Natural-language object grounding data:
+++
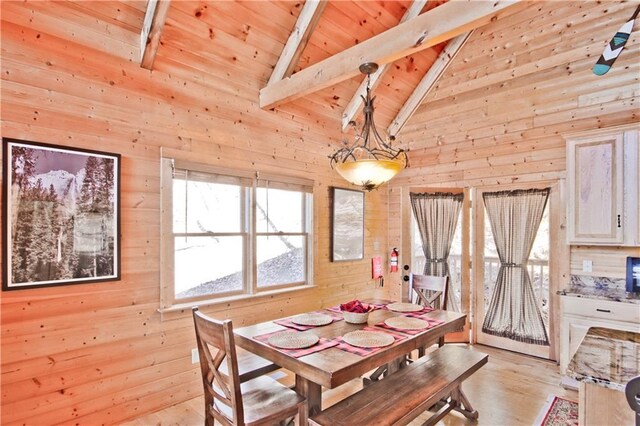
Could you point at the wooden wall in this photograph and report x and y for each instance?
(499, 113)
(102, 353)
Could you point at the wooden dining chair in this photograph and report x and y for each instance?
(632, 392)
(259, 401)
(429, 290)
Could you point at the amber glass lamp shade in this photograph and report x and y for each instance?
(369, 174)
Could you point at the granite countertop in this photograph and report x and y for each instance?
(606, 357)
(602, 293)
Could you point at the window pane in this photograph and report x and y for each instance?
(206, 207)
(208, 265)
(281, 260)
(278, 210)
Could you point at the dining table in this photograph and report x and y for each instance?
(333, 365)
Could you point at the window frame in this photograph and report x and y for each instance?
(249, 183)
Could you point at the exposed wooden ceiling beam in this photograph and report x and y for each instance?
(307, 21)
(440, 24)
(355, 104)
(428, 81)
(154, 20)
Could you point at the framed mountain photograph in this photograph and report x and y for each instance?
(61, 215)
(347, 222)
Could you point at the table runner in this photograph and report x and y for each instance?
(431, 322)
(297, 353)
(374, 305)
(416, 314)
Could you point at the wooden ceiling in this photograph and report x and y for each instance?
(210, 41)
(252, 34)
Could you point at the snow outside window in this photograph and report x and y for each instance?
(233, 235)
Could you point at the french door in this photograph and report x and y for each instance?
(459, 256)
(549, 249)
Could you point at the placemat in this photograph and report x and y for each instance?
(286, 322)
(341, 344)
(293, 339)
(431, 323)
(312, 318)
(404, 307)
(425, 310)
(297, 353)
(368, 339)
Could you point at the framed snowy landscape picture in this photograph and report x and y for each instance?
(347, 240)
(61, 215)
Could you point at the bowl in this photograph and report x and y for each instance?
(355, 317)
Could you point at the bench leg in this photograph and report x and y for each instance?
(313, 392)
(464, 407)
(457, 401)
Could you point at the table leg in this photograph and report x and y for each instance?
(313, 392)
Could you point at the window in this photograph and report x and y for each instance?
(228, 233)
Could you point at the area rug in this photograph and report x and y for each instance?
(558, 412)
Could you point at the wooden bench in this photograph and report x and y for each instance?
(404, 395)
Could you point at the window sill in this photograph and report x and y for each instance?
(178, 307)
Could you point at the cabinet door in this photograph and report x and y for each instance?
(595, 178)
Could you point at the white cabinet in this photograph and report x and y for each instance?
(602, 176)
(579, 314)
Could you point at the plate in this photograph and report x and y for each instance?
(405, 323)
(368, 339)
(404, 307)
(314, 319)
(293, 340)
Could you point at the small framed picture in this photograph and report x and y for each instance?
(347, 236)
(633, 274)
(61, 215)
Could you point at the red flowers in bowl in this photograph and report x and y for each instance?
(356, 306)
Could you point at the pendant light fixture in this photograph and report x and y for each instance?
(371, 160)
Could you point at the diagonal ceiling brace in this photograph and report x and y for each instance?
(152, 26)
(307, 21)
(355, 104)
(439, 24)
(429, 80)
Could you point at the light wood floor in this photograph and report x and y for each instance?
(510, 390)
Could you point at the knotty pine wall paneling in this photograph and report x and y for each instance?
(499, 113)
(102, 353)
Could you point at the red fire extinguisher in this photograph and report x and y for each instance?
(394, 260)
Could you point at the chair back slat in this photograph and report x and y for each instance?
(222, 391)
(429, 290)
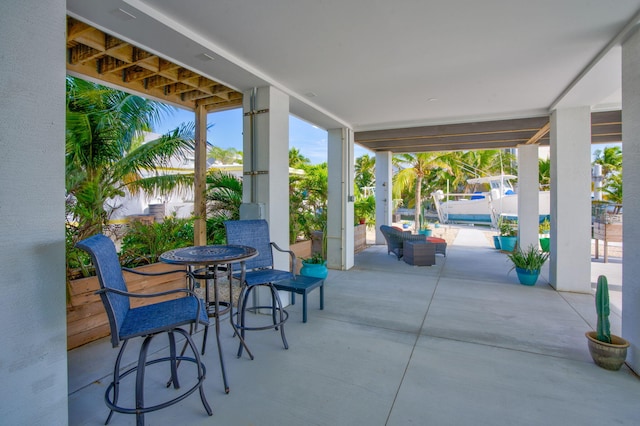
+++
▶ _Task description_
Apart from the pictures, return every entry above exactly as given.

▶ _Exercise result_
Could you point at the wooden wall in this photograph and report x and y for each instance?
(499, 113)
(102, 353)
Could you point at the wooden dining chair in this photograph and report x and y for each instance?
(632, 392)
(259, 401)
(429, 290)
Could you point at the amber glass lamp shade in this photograph and report x and y for each instance?
(369, 174)
Could you point at the granite countertop in this photograph and report x and y for each instance?
(606, 357)
(602, 293)
Could you point at the window pane in this photograph and report x and y for each instance?
(206, 207)
(208, 265)
(281, 260)
(278, 210)
Could you point at the dining table in this photograph and report x and y for each instance?
(333, 365)
Could you point at the window frame in this photograph and report x and y for each instance?
(249, 183)
Could you point at the exposed wooden ceiling beam in this photograph and report x and y for each instance?
(307, 21)
(440, 24)
(355, 104)
(428, 81)
(154, 20)
Could you point at the framed mountain photograph in this photograph and report x and y for each instance?
(61, 215)
(347, 222)
Could you point at the table runner in this photograph and report x and y for each instance?
(431, 322)
(297, 353)
(374, 305)
(416, 314)
Could you point at the wooden ceiling in this photograph and report x and y for each instance?
(210, 41)
(252, 34)
Could you point at the snow outside window in this photograph and report x and y for each instance?
(233, 235)
Could you point at the french door in this photograph and report x and y for each instance?
(459, 256)
(549, 249)
Could you point at the placemat in this photograph and report x and y for each instance?
(286, 322)
(341, 344)
(293, 339)
(431, 323)
(312, 318)
(404, 307)
(425, 310)
(297, 353)
(368, 339)
Could you point at the framed snowy landscape picture in this photograph and report x and y for each instance?
(347, 240)
(61, 215)
Could you point at the bowl in this photograph and report x and y for each instance?
(355, 317)
Could you point at the bench leg in this photograph and report x and y for each instance?
(313, 392)
(464, 407)
(457, 401)
Could you point at the table leg in this photograph and report x and y for each instance?
(313, 392)
Could you point at the window in this photograph and report x and y for each instance?
(228, 233)
Could you point at the area rug in this photograph and report x and y for each instance?
(558, 412)
Could you point at the wooden bench in this photograph and report x and y for each instance?
(404, 395)
Could you point at the window sill in this photograph and report x and y for each instance?
(178, 307)
Could you point at the cabinet door in this photograph and report x and y for each instance?
(595, 178)
Could you point at the white cabinet in this photograph and report x and y for each instance?
(602, 176)
(579, 314)
Could you point at the plate in this photograph and report x and y for each instance?
(405, 323)
(368, 339)
(404, 307)
(314, 319)
(293, 340)
Could you point at the small framed picture in this photograph and report x and y for each instance?
(347, 236)
(633, 274)
(61, 215)
Could you point at the red flowers in bowl in this photograph and report x and y for each instance?
(356, 306)
Could you point at the pendant light fixture in this photograph and report x and y for each instance?
(371, 160)
Could you point at the diagonal ceiling brace in this photograph and report x and y for each instance?
(152, 26)
(307, 21)
(355, 104)
(439, 24)
(429, 80)
Could you point at the light wood floor in this photograph and report x and y for each instance?
(510, 390)
Could you point at the knotty pine wall paneling in this photograph and report x and y for each instance?
(499, 113)
(102, 353)
Could you point at the red fire extinguisher in this photograph and report x and y for each instance?
(394, 260)
Could you point at the chair back slat in this photograph and report x and y for each instance?
(222, 391)
(429, 290)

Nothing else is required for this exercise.